• _GIVEN REQUEST_
Can you carry on the passage about assembling and programming secure PIN entry devices from the point where it stops?

• _TEXT PROVIDED_
═══

Conventional SPEDs typically include a tamper resistant casing which is either hermetically sealed or uses one way screws so that access to the internal components of the SPED cannot be achieved without physical evidence. The security software which includes the cryptographic keys and encryption algorithms used by the SPED is stored in a secure manner using a single integrated circuit design having onboard memory. In order to maximize security, the SPED security software must be protected to inhibit access to and/or alteration of the encryption algorithms. This can be achieved by using a mask programmed device or a one-time programmable (OTP) device. Mask programmed devices provide a good solution only if the encryption algorithms and SPED system software are identical for large groups of financial institutions and card issuers. Unfortunately, the encryption algorithms used by the financial institutions and card issuers differ for each type of card and from country to country. Moreover, the encryption algorithms tend to change as each financial institution develops improvements to the encryption algorithms to improve security. These differences in SPED operating software make the use of mask programmed devices unsuitable.

In contrast, OTP devices provide greater flexibility allowing the SPED security and system software to be tailored for each specific financial institution and/or card issuer. During the manufacture of conventional SPEDs incorporating OTP devices, the OTP devices are firstly programmed with the SPED system and security software. The OTP devices are then burned with a security bit. Following this, the printed circuit board (PCB) within the SPED is populated with its internal electronic components including the programmed OTP device and the SPED is fully assembled. Following this, the SPED is tested and if the results of the tests are satisfactory, the SPED casing is permanently or hermetically sealed.

The above manufacturing process is usually performed for specific customers and in ordered quantities and only after the purchase of the components of the SPED. Component programming lead times must therefore be taken into account for the OTP device programming steps thereby increasing the SPED manufacturing process time. Accordingly, improved methods of assembling and programming SPEDs are desired.

It is therefore an object of the present invention to provide a novel method of assembling and programming a secure personal identification number entry device such as a point-of-sale financial transaction terminal. DISCLOSURE OF THE INVENTION

Broadly stated, the present invention provides a novel method of assembling and programming a secure personal identification number entry device (SPED) which allows the printed circuit board within the SPED to be populated in large batches. In one embodiment, the method includes the steps of populating a printed circuit board with the internal electronic components of the SPED including the OTP secure integrated circuit device and then assembling the SPED. Once assembled, the OTP secure integrated circuit device on the printed circuit board is programmed with the SPED system and security software by way of an external serial port on the SPED. Following this, the SPED is burned with a security bit and the SPED is tested. After testing, the SPED is permanently or hermetically sealed to inhibit access to the fully programmed OTP secure integrated circuit device within the SPED. In another embodiment, the method includes the step of programming the OTP secure integrated circuit device with the SPED system software, test function software and a security software applications interface. The SPED printed circuit board is then populated with the internal electronic components of the SPED including the OTP secure integrated circuit device and the SPED is assembled. Once assembled, the SPED is tested and then permanently or hermetically sealed. After permanently or hermetically sealing the SPED, the OTP secure integrated circuit device is programmed with the SPED security software and is then burned with the security bit by way of an external serial port.

═══

• _INFORMATION PROVIDED_
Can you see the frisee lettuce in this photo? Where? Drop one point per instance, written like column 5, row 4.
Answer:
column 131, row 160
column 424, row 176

═══

• _EXERCISE RESULT_
According to one aspect of the present invention there is provided a method of assembling and programming a secure personal identification number entry device, said secure personal identification number entry device including an outer casing, input means on said casing to allow financial transaction data including a personal identification number or a password to be entered therein, a card reader accommodated by said outer casing to receive and read a credit, debit or smart card, a processor within said outer casing and in communication with said input means and card reader, said processor including a one-time programmable secure integrated circuit device to encrypt said personal identification number or password and a transmitter to transmit said financial transaction data including the encrypted personal identification number or password to a financial institution for processing, said method comprising the steps of:

(i) populating a printed circuit board with electronic components forming said processing means including said one-time programmable secure integrated circuit device;

(ii) assembling said secure personal identification number entry device; and

(iii) programming said one-time programmable secure integrated circuit device with security software including an encryption algorithm by way of an external port on said outer casing.

According to another aspect of the present invention there is provided a secure personal identification number entry device comprising: an outer casing; input means on said outer casing to allow financial transaction data including a personal identification number or password to be entered therein; a card reader accommodated by said outer casing to receive and read a credit, debit or smart card; a processor within said outer casing and in communication with said input means and said card reader, said processor including a one-time programmable secure integrated circuit device to encrypt said personal identification number or password; a transmitter to transmit said financial transaction data including the encrypted personal identification number or password to a financial institution for processing; and an external port on said outer casing electrically connected to said processor to allow said one-time programmable secure integrated circuit device to be programmed with security software after assembly of said secure personal identification number entry device.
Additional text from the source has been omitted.